# Direction:
Exactly as they appear, copy the lines of the listing from the one containing "In the photo above, where can the hilltop" through the final line, both included, and nothing else.

═══ Rows ═══

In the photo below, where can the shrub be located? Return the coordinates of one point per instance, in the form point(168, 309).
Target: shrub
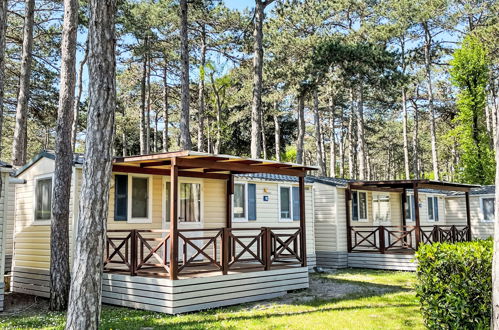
point(455, 284)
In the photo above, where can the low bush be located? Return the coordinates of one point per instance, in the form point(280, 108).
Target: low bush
point(455, 284)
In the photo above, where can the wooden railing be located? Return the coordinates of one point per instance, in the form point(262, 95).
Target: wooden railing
point(403, 239)
point(147, 252)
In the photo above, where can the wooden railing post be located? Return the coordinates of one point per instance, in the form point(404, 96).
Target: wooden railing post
point(381, 230)
point(225, 251)
point(133, 252)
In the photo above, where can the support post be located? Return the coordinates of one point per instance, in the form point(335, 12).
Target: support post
point(173, 220)
point(303, 245)
point(416, 214)
point(348, 197)
point(468, 214)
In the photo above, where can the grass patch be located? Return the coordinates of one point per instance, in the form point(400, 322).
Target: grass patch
point(381, 300)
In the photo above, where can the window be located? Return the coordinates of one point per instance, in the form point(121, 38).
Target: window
point(381, 207)
point(433, 208)
point(43, 199)
point(240, 201)
point(488, 211)
point(244, 202)
point(359, 206)
point(132, 198)
point(190, 202)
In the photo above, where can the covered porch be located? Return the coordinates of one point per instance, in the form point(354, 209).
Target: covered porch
point(399, 237)
point(250, 262)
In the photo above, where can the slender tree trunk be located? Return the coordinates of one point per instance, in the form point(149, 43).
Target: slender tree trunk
point(361, 135)
point(318, 135)
point(256, 105)
point(185, 136)
point(59, 242)
point(76, 106)
point(301, 130)
point(3, 28)
point(20, 143)
point(165, 108)
point(332, 138)
point(431, 108)
point(85, 295)
point(143, 91)
point(148, 106)
point(201, 110)
point(351, 143)
point(495, 259)
point(277, 136)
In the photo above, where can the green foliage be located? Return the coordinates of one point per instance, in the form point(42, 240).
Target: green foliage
point(470, 74)
point(455, 284)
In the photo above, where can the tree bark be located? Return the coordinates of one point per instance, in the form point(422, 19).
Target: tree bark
point(165, 108)
point(3, 28)
point(431, 108)
point(332, 138)
point(77, 101)
point(301, 129)
point(361, 140)
point(318, 136)
point(201, 105)
point(277, 135)
point(495, 259)
point(59, 242)
point(85, 295)
point(20, 143)
point(143, 104)
point(185, 136)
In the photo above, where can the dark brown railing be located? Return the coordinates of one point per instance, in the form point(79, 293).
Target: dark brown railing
point(403, 239)
point(147, 252)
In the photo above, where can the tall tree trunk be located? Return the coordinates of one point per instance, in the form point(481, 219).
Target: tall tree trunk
point(318, 136)
point(351, 143)
point(3, 28)
point(76, 106)
point(148, 106)
point(201, 110)
point(431, 108)
point(185, 136)
point(85, 295)
point(342, 144)
point(143, 91)
point(301, 130)
point(256, 105)
point(165, 108)
point(59, 238)
point(20, 143)
point(332, 138)
point(495, 259)
point(277, 135)
point(361, 135)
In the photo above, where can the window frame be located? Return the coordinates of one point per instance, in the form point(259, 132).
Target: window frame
point(358, 206)
point(246, 204)
point(290, 187)
point(166, 181)
point(482, 214)
point(433, 197)
point(130, 218)
point(37, 178)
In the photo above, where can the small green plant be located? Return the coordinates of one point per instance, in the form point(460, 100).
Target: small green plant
point(454, 284)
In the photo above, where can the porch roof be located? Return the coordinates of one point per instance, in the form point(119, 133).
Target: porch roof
point(205, 165)
point(411, 184)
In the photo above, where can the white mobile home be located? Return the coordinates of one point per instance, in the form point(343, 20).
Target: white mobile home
point(235, 237)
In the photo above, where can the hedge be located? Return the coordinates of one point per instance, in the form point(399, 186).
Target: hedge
point(455, 284)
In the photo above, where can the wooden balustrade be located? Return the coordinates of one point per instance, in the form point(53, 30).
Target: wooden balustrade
point(403, 239)
point(147, 252)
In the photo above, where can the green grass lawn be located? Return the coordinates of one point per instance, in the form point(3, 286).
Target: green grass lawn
point(378, 300)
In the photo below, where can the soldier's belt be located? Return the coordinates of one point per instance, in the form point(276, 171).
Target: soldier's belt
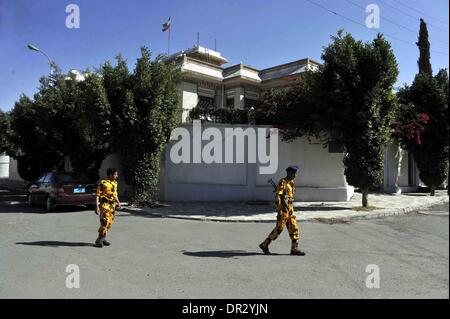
point(106, 200)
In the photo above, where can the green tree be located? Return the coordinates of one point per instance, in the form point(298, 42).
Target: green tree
point(430, 95)
point(92, 126)
point(422, 120)
point(424, 48)
point(27, 140)
point(349, 100)
point(68, 118)
point(148, 110)
point(357, 82)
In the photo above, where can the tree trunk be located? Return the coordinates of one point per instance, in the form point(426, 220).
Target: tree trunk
point(432, 190)
point(365, 192)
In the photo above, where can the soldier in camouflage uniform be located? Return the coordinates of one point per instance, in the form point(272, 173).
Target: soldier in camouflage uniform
point(107, 201)
point(285, 193)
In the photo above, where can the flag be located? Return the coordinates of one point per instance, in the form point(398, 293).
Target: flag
point(166, 25)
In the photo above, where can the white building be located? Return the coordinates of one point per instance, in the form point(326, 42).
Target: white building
point(208, 83)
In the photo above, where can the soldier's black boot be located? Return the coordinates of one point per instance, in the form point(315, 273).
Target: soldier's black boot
point(99, 241)
point(265, 246)
point(105, 242)
point(295, 250)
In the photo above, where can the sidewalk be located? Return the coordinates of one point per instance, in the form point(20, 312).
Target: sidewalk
point(328, 212)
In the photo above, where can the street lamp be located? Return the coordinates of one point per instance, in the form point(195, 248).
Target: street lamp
point(34, 48)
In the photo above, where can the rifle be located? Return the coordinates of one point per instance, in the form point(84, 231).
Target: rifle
point(284, 195)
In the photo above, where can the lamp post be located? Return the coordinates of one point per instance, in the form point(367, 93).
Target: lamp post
point(34, 48)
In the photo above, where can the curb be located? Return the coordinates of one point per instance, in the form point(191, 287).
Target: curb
point(329, 220)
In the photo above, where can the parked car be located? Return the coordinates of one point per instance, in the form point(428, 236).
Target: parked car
point(54, 189)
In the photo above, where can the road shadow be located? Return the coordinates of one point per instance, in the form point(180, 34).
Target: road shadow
point(56, 244)
point(223, 253)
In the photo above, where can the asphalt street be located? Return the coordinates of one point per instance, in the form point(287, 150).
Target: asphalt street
point(154, 257)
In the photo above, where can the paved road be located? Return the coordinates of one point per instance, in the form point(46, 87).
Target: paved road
point(167, 258)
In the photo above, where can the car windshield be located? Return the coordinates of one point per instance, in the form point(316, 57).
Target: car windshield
point(71, 178)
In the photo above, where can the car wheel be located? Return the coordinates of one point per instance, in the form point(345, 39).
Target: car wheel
point(49, 204)
point(30, 200)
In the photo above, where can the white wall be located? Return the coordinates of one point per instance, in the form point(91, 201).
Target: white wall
point(396, 181)
point(13, 173)
point(321, 175)
point(189, 98)
point(4, 166)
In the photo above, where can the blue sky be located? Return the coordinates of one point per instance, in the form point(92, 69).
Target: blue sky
point(260, 33)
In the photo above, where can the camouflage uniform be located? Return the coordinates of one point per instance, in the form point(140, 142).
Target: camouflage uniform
point(107, 193)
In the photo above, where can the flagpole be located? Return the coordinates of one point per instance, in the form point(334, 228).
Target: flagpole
point(168, 43)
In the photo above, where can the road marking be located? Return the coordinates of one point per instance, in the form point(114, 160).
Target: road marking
point(13, 202)
point(435, 212)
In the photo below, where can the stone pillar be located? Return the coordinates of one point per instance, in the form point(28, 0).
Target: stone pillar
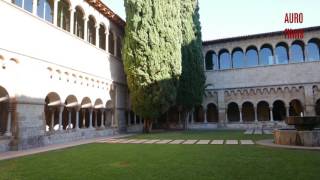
point(205, 116)
point(288, 111)
point(309, 109)
point(11, 111)
point(97, 35)
point(85, 29)
point(129, 118)
point(51, 128)
point(255, 114)
point(84, 118)
point(71, 20)
point(55, 12)
point(69, 118)
point(107, 39)
point(34, 7)
point(241, 118)
point(60, 118)
point(102, 118)
point(96, 119)
point(192, 116)
point(115, 44)
point(77, 118)
point(90, 116)
point(271, 114)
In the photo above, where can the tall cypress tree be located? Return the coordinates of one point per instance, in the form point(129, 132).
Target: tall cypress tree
point(152, 55)
point(192, 81)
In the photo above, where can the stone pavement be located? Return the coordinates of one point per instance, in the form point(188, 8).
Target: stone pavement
point(180, 141)
point(258, 131)
point(15, 154)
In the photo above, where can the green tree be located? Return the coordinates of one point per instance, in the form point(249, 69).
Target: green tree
point(152, 56)
point(192, 81)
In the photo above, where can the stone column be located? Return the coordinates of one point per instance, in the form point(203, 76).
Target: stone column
point(11, 111)
point(192, 116)
point(255, 114)
point(107, 39)
point(96, 118)
point(60, 118)
point(69, 118)
point(115, 44)
point(84, 118)
point(77, 118)
point(34, 7)
point(271, 114)
point(97, 35)
point(241, 118)
point(129, 118)
point(85, 29)
point(205, 116)
point(51, 128)
point(102, 118)
point(55, 12)
point(288, 111)
point(71, 10)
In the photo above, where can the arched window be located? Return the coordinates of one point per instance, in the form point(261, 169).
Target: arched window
point(233, 112)
point(279, 110)
point(102, 37)
point(111, 42)
point(296, 52)
point(263, 111)
point(281, 53)
point(251, 58)
point(313, 50)
point(248, 112)
point(45, 10)
point(212, 113)
point(238, 58)
point(266, 55)
point(225, 60)
point(64, 15)
point(91, 30)
point(211, 61)
point(78, 22)
point(27, 4)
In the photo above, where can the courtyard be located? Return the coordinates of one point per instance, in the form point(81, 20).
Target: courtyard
point(168, 161)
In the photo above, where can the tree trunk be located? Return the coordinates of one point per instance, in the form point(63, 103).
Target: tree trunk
point(147, 126)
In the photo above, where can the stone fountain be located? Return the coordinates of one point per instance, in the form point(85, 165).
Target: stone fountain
point(304, 133)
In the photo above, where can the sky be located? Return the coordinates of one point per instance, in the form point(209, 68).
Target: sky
point(230, 18)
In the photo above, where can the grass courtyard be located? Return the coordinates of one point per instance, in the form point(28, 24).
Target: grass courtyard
point(154, 161)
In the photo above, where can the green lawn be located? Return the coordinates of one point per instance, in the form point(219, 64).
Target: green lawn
point(155, 162)
point(217, 134)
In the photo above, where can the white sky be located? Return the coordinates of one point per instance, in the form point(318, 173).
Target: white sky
point(229, 18)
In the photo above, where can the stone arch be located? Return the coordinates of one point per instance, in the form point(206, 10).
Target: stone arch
point(266, 54)
point(199, 114)
point(248, 112)
point(233, 112)
point(263, 111)
point(295, 108)
point(279, 110)
point(212, 113)
point(297, 51)
point(4, 108)
point(225, 61)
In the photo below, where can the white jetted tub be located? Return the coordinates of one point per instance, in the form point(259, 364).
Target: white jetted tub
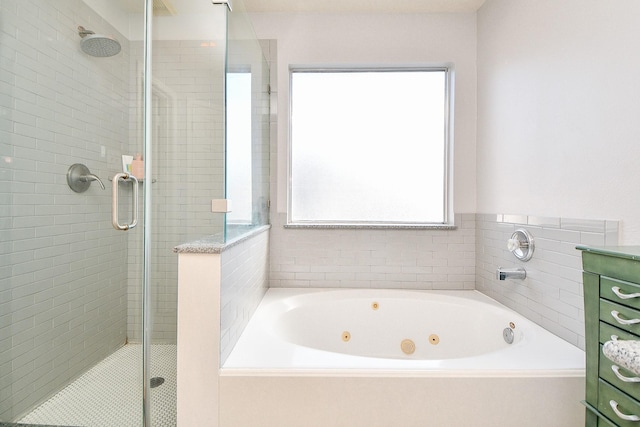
point(397, 357)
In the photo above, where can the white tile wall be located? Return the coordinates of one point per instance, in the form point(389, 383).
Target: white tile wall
point(551, 295)
point(62, 266)
point(363, 258)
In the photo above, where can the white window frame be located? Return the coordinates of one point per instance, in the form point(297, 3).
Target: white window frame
point(448, 213)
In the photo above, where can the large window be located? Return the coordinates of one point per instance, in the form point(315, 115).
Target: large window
point(370, 147)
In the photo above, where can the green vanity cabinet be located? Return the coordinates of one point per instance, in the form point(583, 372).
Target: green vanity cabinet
point(611, 280)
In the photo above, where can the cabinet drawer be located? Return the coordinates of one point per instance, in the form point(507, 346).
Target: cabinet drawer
point(624, 404)
point(607, 331)
point(622, 380)
point(620, 316)
point(625, 293)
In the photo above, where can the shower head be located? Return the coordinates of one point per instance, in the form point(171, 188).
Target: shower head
point(98, 44)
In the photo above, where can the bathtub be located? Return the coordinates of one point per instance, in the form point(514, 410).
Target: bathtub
point(330, 358)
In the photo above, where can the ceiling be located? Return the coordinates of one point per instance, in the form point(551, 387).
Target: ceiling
point(364, 6)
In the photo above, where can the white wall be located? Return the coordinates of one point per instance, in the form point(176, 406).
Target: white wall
point(559, 109)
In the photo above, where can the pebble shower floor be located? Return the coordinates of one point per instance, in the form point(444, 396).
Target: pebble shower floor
point(109, 394)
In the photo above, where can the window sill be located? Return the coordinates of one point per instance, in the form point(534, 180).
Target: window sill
point(373, 226)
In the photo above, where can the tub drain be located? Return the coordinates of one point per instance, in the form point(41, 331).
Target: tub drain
point(156, 381)
point(408, 346)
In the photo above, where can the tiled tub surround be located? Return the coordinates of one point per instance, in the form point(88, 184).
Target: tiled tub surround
point(374, 258)
point(551, 295)
point(220, 287)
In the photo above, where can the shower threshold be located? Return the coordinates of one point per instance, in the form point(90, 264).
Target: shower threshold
point(110, 394)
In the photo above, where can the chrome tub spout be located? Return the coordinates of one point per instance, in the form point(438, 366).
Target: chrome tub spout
point(511, 273)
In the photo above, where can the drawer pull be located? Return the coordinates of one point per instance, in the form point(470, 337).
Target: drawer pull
point(619, 294)
point(614, 406)
point(616, 315)
point(616, 370)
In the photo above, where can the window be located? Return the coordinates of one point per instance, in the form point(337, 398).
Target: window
point(370, 147)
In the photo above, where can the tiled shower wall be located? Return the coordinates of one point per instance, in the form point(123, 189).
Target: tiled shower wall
point(62, 265)
point(551, 295)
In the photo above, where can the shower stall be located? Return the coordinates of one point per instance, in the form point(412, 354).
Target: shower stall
point(88, 299)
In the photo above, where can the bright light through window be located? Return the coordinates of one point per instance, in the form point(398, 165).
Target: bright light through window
point(369, 146)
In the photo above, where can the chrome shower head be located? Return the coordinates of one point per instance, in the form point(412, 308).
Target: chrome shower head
point(98, 44)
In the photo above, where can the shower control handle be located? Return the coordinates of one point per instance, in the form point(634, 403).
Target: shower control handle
point(114, 201)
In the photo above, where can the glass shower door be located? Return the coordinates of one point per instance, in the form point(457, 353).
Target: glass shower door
point(69, 111)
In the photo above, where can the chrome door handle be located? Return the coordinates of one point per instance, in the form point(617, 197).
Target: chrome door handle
point(616, 370)
point(616, 315)
point(614, 406)
point(114, 201)
point(616, 290)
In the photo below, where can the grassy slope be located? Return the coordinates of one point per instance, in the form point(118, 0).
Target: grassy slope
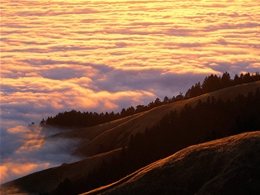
point(113, 136)
point(226, 166)
point(117, 133)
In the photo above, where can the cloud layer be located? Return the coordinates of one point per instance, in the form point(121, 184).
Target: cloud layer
point(105, 55)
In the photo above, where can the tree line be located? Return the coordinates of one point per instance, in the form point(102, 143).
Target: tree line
point(76, 119)
point(208, 120)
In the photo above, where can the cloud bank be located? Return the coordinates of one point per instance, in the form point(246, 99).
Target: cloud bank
point(105, 55)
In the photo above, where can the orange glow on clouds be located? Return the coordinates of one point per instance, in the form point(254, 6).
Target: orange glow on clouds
point(102, 55)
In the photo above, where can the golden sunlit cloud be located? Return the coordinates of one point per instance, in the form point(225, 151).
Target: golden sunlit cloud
point(102, 55)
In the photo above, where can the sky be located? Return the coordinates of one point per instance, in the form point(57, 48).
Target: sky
point(59, 55)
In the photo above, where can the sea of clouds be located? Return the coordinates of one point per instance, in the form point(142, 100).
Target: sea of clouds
point(105, 55)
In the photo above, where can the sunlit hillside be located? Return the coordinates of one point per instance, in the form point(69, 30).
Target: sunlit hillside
point(225, 166)
point(104, 143)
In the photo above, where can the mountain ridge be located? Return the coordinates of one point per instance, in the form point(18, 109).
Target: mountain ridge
point(239, 147)
point(135, 124)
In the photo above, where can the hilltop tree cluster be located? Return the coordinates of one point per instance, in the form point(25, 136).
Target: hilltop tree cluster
point(75, 119)
point(208, 120)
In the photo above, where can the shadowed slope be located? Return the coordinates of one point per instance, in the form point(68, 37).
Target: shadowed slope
point(225, 166)
point(117, 133)
point(49, 179)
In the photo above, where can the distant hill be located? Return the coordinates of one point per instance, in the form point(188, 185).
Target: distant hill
point(104, 144)
point(225, 166)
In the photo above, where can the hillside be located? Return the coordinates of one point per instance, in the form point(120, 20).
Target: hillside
point(225, 166)
point(104, 142)
point(116, 134)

═══

# Task output:
In the photo above, where can the hilltop tree cluster be located? Return the coordinates of one point per instance, in the form point(25, 136).
Target: hilltop tree cluster
point(75, 119)
point(208, 120)
In the photo above, where can the shadowed slope be located? Return the coordinates of one point per instance, in the form point(68, 37).
Target: shadowed slope
point(225, 166)
point(117, 133)
point(49, 179)
In the photo above, where can the distant hill be located? Return the coordinates of one point per instance, in the form point(188, 185).
Target: distant hill
point(104, 144)
point(225, 166)
In the photo above, where can the hillside be located? Return the coordinates of one point per instance, in the form point(120, 20).
Target: hillside
point(225, 166)
point(104, 142)
point(116, 134)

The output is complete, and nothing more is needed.